◆ Problem details
Output what the records say, word for word, with no images.

Saved data entries:
::::::::

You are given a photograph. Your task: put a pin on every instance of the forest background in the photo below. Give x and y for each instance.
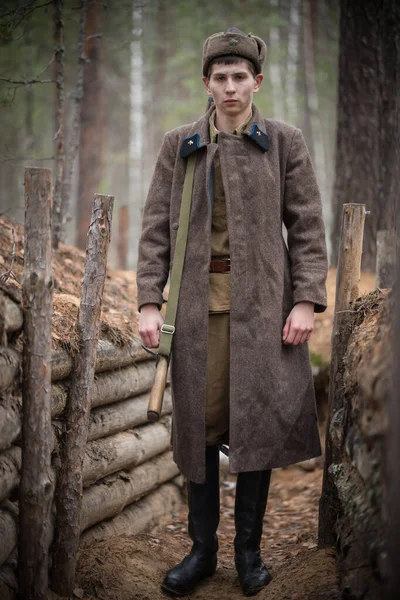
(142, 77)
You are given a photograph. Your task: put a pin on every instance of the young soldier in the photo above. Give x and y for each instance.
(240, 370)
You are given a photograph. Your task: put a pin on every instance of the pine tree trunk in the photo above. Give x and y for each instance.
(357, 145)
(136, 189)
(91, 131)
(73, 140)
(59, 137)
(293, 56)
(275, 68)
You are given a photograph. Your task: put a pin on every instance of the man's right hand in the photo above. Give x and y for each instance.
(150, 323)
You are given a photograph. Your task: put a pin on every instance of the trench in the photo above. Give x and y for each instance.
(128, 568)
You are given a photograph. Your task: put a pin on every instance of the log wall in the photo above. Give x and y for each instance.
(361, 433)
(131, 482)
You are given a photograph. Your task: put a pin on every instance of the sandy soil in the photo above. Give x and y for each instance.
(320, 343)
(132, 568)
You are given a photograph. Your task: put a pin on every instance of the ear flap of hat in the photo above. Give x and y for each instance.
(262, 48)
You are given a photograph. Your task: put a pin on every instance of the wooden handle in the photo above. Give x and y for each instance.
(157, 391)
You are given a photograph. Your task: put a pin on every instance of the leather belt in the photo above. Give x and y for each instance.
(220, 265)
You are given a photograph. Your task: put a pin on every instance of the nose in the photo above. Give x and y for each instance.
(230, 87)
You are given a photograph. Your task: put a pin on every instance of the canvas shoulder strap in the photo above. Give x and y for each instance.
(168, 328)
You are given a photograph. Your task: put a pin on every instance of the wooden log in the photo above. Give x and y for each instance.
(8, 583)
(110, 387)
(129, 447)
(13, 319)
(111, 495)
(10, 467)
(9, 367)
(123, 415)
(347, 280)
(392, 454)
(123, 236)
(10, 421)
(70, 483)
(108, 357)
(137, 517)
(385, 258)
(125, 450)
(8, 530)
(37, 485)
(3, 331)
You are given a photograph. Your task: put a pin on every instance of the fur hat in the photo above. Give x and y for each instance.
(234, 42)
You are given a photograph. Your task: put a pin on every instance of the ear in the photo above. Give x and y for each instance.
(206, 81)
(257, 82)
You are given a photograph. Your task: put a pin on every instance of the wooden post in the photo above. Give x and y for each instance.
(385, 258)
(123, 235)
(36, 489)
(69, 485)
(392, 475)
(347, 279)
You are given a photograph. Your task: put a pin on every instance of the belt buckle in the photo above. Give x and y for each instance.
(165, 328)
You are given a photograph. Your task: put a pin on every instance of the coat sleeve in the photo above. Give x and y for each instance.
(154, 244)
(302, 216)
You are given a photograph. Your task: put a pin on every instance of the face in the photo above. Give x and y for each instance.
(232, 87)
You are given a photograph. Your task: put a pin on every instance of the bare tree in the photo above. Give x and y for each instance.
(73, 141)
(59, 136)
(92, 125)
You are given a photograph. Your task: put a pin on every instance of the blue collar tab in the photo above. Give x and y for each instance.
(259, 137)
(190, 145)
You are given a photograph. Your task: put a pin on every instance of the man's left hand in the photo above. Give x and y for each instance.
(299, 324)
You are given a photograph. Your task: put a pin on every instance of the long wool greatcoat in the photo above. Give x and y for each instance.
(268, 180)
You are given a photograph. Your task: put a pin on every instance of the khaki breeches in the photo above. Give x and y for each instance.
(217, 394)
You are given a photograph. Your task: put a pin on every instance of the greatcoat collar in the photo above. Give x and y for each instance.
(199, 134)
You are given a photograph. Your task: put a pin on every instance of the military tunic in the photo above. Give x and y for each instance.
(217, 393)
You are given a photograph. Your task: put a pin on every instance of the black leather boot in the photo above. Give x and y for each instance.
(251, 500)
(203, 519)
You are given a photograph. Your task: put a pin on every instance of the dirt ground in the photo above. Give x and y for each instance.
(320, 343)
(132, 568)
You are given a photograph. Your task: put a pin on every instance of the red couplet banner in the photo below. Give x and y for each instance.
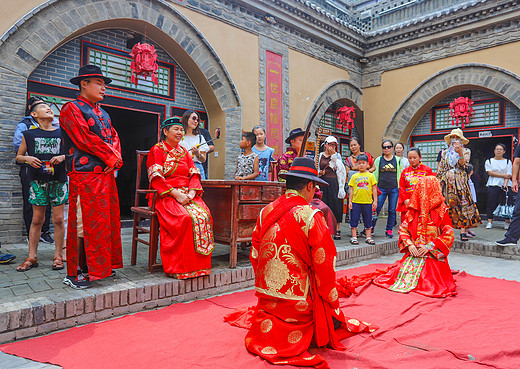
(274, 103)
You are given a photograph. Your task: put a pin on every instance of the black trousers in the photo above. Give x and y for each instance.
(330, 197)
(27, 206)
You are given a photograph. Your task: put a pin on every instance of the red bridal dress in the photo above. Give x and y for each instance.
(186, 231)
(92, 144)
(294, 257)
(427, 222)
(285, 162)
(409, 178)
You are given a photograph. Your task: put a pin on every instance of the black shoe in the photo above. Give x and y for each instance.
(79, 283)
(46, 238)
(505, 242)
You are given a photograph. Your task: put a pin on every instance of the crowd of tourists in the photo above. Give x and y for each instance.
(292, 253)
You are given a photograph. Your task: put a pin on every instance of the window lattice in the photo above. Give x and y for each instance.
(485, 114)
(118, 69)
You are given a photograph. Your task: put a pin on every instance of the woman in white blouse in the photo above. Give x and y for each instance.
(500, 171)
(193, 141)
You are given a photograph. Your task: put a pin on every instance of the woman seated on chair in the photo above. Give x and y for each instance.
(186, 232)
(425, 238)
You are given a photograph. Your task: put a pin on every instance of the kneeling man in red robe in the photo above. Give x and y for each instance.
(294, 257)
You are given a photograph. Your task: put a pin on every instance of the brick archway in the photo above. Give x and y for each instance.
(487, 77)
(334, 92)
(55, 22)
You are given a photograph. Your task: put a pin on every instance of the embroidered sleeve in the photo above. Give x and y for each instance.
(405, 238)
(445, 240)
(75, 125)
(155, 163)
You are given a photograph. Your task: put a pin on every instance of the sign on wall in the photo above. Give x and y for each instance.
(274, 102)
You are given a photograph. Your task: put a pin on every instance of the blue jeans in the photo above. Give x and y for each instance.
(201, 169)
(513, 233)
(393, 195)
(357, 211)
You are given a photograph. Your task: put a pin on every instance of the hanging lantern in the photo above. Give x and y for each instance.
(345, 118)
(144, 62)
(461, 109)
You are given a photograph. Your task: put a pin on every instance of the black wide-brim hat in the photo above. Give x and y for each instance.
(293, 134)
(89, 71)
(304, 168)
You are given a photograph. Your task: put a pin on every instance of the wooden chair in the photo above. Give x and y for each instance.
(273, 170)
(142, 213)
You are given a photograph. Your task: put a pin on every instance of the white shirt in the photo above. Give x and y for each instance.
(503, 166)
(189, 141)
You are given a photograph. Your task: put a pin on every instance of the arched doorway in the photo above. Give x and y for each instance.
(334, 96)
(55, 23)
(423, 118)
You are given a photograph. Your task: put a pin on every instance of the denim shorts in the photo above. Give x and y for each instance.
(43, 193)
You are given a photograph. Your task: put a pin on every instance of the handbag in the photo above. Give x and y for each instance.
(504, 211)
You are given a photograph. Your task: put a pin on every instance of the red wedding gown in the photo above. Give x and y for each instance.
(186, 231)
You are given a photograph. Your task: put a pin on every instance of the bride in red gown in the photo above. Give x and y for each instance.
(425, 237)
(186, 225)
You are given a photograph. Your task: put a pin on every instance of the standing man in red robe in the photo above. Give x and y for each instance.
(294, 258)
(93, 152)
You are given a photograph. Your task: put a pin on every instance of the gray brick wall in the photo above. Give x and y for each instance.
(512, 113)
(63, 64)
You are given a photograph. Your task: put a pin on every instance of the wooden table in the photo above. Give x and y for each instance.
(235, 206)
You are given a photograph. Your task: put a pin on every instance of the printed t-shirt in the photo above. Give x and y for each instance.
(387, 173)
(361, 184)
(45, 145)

::::::::

◆ Response
You are given a photograph. Your task: put a pin on every instance of the forest background in the photo below. Give x and y for each instance.
(142, 77)
You are given a photograph. Your task: put a pin on every instance of the young soldier in the photo above. Give x and y for each instance.
(240, 370)
You are given a photograph. Your task: put a pin on every instance of the pine tree trunk in the photo above. Give x and y for each instance.
(357, 145)
(136, 189)
(91, 131)
(73, 140)
(59, 137)
(293, 56)
(275, 68)
You are given a photograph. Your task: put a pin on every instance of the man's right hand in the photo above. Give x and y for each instance.
(150, 323)
You are given a photograph. Your task: put a pin on every instance of the trench in the photo above. Give x and y for each instance.
(128, 568)
You are given a photograph. Your task: put a pin on every instance of the log wall in the photo above. Give x and y for each instance.
(361, 433)
(131, 482)
You are given a photograph. Your task: put a pin on every instance of the sandy soil in the photo above. Give x and y for each instance.
(320, 343)
(132, 568)
You are given a photograph. Your task: put a pin on every instance of the ear flap of hat in the photo above. Give x and y for each instance.
(262, 48)
You are given a photograph. Your task: put a pin on every instance of the wooden handle in the photo above. Give x and y for each instance.
(157, 391)
You are given a photograph. Your task: put a pin on every instance of the leather belt in the photo above. Give x and y for each instance.
(220, 265)
You are given a photograph. Your task: put a pin on every instance of the nose in the photo above. Give x and y for each instance.
(230, 87)
You are given a photograph. Your task: put a pin on every instance of the canvas shoulder strap in the photo above. Give x and y for each instance.
(168, 328)
You are given a photograph. Your task: put a pin on every instance of the wooden log in the photo above. Give x and y for each instance.
(8, 583)
(110, 387)
(129, 447)
(13, 319)
(111, 495)
(10, 467)
(9, 367)
(123, 415)
(347, 280)
(392, 454)
(123, 236)
(10, 421)
(70, 483)
(108, 357)
(137, 517)
(385, 258)
(125, 450)
(8, 530)
(37, 485)
(3, 331)
You are given a photograph. Your task: put a pin on every instance of the fur hat in the photo above. Give x and y for each instance.
(234, 42)
You are given a photograph. Your task: put a pin on every instance of the ear in the photo above. Give x and y for each instance.
(206, 81)
(257, 82)
You are given a photograph. Your task: put a pin on every instance of the wooden post in the photo above. Give x and y for each instance.
(385, 258)
(123, 235)
(36, 489)
(69, 485)
(392, 475)
(347, 279)
You are given a photograph. Your task: put a pin on every instance of the belt buckle in the photo above. Give x and y for each instance.
(165, 328)
You are given a photograph. Your task: put a pin on every instance of the coat sleeve in the photo above. Give x and y for each instance.
(154, 244)
(302, 216)
You are given a photograph. Your task: put a pin on every instance of the face in the photo above. Give x and y for each instance.
(232, 87)
You are given a photograph. Your task: put a pin on every instance of the bare tree in the photo above. Give x and y for each instance.
(73, 141)
(59, 136)
(92, 125)
You are given a photograph. Your task: put a pin on every instance of the blue collar tab in the photo above. Give x and y for each instance.
(259, 137)
(190, 145)
You are given a photograph. Your task: put a pin on every instance of the man's left hand in the photo above. Give x and y for each instance.
(299, 324)
You are given a photograph. Your task: put a pin on every instance of the long wool greatcoat in the photo above. Give x and y for each instance.
(268, 180)
You are given a photograph. Your task: put a pin on every instance of the khaki breeches in the photo above. Give x and y for each instance.
(217, 394)
You are given a photograph. Your task: put a pin on every instance of the greatcoat collar in the photo above. Give x and y for each instance.
(199, 134)
You are given a photograph. Your task: put a pin on every instance of the military tunic in the photo above. Give x and y for each instance.
(217, 393)
You are given a photograph. Your task: put a pin on every instance of the black leather boot in the photo above. Give x and y for each instance.
(251, 500)
(203, 519)
You are given a photograph. Your task: put a pin on every instance of the dirt ground in the photo above. Give x and y for each instance.
(320, 343)
(132, 568)
You are given a photograph. Your task: put a pin on every instance of the red couplet banner in the photo below. Give x and y for each instance.
(274, 103)
You are given a photograph. Your task: put a pin on every instance of the black trousers in the photo above. Give x and y for each instance.
(330, 197)
(27, 206)
You are given a photograph. Your task: put a pin on every instance of the red bridal dress in the photo above. Give x and y for each instance.
(186, 231)
(92, 144)
(294, 257)
(427, 222)
(285, 162)
(409, 178)
You are given a photograph. Your task: put a pin on every instance of the black shoe in the photo above. Give x and y for each instance.
(79, 283)
(46, 238)
(505, 242)
You are given a photograph. Your task: put a pin on every instance of the crowd of tourists in the photo above. Give x and y for each instance.
(292, 253)
You are given a photograph. Your task: put a pin on every instance of the window lattice in the photo above. Give x and y for each instance.
(485, 114)
(118, 69)
You are given a photograph. Your task: put a pin on every instance of the woman in white blouse in the photo above. Give x and y for each instance.
(500, 171)
(193, 141)
You are given a photograph. Your task: put a pin on every instance of the woman seated on chair in the photo above. Give x and y for each instance.
(186, 232)
(425, 238)
You are given a photograph. Your task: put a pin on every instance of the kneeling man in red robe in the photo above. Give x and y for each instance.
(294, 257)
You are given a photograph. Your task: put a pin on every instance of the brick archway in the photo above. Give x and y for each instance.
(487, 77)
(334, 92)
(55, 22)
You are given a photograph. Your task: put a pin on every instance of the embroidered sleeve in the photo above. Give x and y for each instance.
(405, 238)
(445, 240)
(75, 125)
(155, 163)
You are given a photograph. Your task: put a pin on every instance of the sign on wall in the photo above. Give x and y for each instance.
(274, 102)
You are given a photograph. Your task: put a pin on every instance of the blue jeans in the photo above. Give x and y for each instance.
(201, 169)
(513, 233)
(393, 195)
(357, 211)
You are given a photograph. Your task: put a pin on every instance of the hanging lantern in the photo above. Give x and y for each instance.
(345, 118)
(144, 62)
(461, 109)
You are given a photograph. Your task: put a pin on every instance of the black wide-brim hat in the photo above. Give x and y for each instance.
(293, 134)
(89, 71)
(304, 168)
You are given a photograph. Your task: put a pin on every instance of the wooden chair in the photo above. Give x and y for each instance.
(273, 170)
(142, 213)
You are given a photograph. Your task: put a pin on every instance of the white shirt in the photo above. Give x and y for each instance.
(503, 166)
(189, 141)
You are given a photograph. Your task: put a pin on every instance of the arched doorway in the photo above. Give x and y for each instance.
(334, 96)
(55, 23)
(423, 118)
You are given a photograph. Your task: put a pin on every instance of the denim shorts in the photo above. Give x and y for each instance.
(43, 193)
You are given a photograph. Your task: put a pin on every instance of the handbag in the photo above. Give x and y for each instance.
(504, 211)
You are given a photograph. Your task: put a pin on every instance of the red wedding gown in the photo above. Give x and y for each instance.
(186, 231)
You are given a photograph. Your task: put a pin on every instance of the bride in red gown in the photo above. Give x and y for each instance.
(425, 237)
(186, 225)
You are given a photograph. Your task: put a pin on every instance of the standing man in red robe in the photo above. Give x and y for each instance.
(294, 258)
(93, 152)
You are given a photograph. Your task: put a pin on every instance of the gray brick wall in the photo above. Give x and y for each instance.
(512, 113)
(63, 64)
You are given a photograph. Your task: put a pin on every instance of the wooden table in the photo above. Give x and y for each instance.
(235, 206)
You are given a photograph. Your task: put a pin on every instance of the printed t-shirt in the photo above. Give x and y for each instance.
(387, 173)
(361, 184)
(45, 145)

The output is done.